抽出テキスト:
:::::
ペーパーレス化を支える背景には、ネット環境やクラウドサービス、大規模ストレージなど、各種 ICT技術の発展があります。
本稿では、ペーパーレス化の手順や、関連する法改正について解説します。
ペーパーレス化のメリット・デメリットは?
社内でデジタル化を行う場合、ペーパーレス化は真っ先に行うべき施策のひとつです。
ペーパーレス(Paperless)とは「紙を少なくすること」で、ペーパーレス化とは、主に「従来、紙媒体で行っていた作業をデジタルツールに切り替えること」を指します。
PDFツールや文書ツール、クラウドツールなど各種デジタルツールの活用により、紙を使用せずにビジネスを展開することができます。 ペーパーレス化には、どんなメリット・デメリットがあるのでしょうか。
:::::
[収集したデータ項目]

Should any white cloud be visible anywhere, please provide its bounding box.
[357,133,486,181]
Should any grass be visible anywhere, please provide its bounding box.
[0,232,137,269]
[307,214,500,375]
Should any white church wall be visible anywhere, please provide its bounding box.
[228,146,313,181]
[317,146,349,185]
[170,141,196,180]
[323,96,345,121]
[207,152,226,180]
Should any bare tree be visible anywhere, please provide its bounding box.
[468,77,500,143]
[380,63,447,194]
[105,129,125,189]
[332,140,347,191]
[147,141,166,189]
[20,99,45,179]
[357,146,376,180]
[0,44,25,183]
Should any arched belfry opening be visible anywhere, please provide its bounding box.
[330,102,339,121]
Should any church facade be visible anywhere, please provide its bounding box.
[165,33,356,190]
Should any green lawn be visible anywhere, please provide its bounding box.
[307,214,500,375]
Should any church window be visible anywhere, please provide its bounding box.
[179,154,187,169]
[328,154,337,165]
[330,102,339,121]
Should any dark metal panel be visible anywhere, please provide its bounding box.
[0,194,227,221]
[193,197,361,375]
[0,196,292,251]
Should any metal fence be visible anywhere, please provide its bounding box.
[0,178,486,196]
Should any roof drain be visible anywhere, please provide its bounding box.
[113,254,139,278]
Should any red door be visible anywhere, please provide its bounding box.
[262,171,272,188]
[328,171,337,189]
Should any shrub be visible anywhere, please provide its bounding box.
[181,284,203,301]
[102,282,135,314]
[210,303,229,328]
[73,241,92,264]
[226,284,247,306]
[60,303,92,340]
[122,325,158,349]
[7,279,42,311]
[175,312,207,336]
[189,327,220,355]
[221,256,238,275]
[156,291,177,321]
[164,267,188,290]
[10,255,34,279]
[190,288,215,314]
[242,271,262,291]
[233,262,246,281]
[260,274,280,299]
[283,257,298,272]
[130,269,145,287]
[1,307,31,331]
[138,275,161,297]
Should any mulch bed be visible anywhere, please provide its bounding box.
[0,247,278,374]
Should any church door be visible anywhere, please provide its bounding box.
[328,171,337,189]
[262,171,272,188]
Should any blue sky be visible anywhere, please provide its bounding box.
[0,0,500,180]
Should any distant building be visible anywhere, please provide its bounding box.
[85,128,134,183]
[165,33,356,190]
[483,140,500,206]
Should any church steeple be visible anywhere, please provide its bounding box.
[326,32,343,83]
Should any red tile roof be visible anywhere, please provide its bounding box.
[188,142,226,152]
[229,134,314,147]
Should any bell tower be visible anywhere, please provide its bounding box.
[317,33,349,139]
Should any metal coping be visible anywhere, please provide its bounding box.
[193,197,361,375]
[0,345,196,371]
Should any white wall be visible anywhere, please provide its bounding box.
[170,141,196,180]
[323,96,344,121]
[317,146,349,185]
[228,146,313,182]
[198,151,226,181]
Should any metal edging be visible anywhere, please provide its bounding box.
:::::
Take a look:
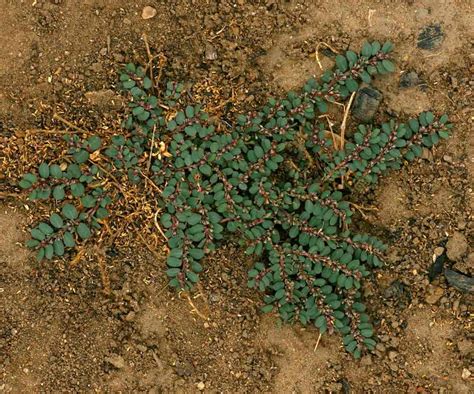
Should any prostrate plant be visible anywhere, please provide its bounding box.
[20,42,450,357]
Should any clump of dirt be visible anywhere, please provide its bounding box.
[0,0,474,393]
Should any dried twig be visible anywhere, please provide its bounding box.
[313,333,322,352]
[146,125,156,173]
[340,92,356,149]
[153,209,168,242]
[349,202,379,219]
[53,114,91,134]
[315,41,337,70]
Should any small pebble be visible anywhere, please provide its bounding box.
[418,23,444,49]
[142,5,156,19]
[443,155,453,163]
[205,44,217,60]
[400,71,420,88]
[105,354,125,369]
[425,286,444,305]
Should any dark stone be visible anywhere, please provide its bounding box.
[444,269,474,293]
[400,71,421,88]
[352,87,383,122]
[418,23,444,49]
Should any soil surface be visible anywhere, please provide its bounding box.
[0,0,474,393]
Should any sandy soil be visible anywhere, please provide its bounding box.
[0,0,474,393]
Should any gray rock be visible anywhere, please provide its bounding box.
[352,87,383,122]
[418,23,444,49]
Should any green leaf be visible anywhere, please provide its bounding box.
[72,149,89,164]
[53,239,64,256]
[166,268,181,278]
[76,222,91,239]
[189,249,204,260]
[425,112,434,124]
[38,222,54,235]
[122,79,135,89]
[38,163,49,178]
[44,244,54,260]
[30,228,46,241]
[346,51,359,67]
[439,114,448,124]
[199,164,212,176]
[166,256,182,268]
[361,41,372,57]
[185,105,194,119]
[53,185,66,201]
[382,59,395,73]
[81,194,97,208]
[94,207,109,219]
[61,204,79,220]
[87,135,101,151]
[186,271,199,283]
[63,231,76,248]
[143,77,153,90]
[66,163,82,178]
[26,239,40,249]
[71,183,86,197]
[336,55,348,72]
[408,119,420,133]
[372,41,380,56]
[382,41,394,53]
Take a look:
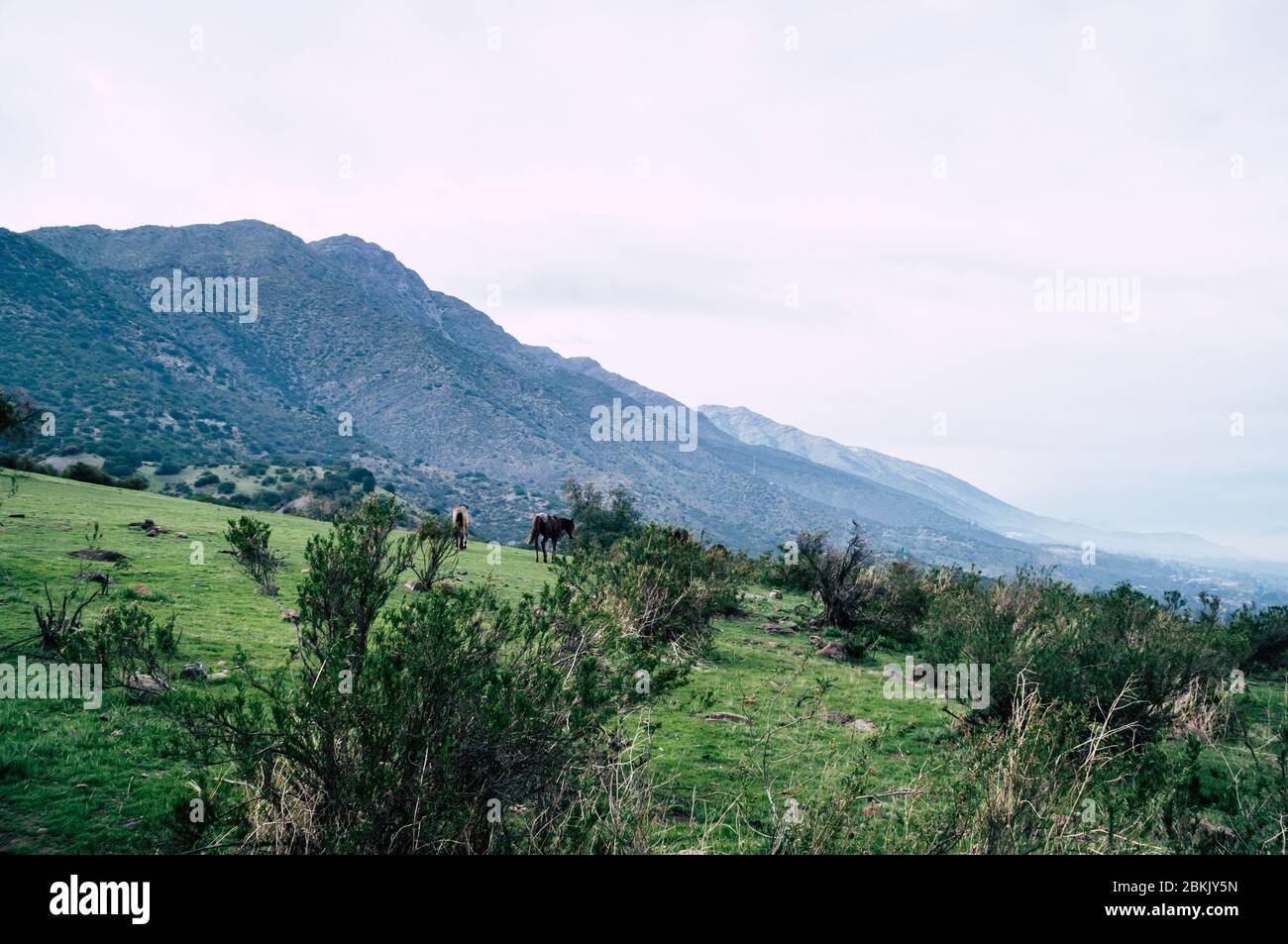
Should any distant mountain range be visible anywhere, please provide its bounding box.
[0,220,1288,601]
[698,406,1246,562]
:::::
記述課題: ペーパーレス化に関するテキストにある「社内でデジタル化を行う場合、ペーパーレス化は真っ先に行うべき施策のひとつです。」という文を英語に訳してください。 これらの項目は、ペーパーレス化に関するテキストとは関係がありません。

課題の解答: When carrying out digitalization within a company, going paperless is one of the first measures that should be taken.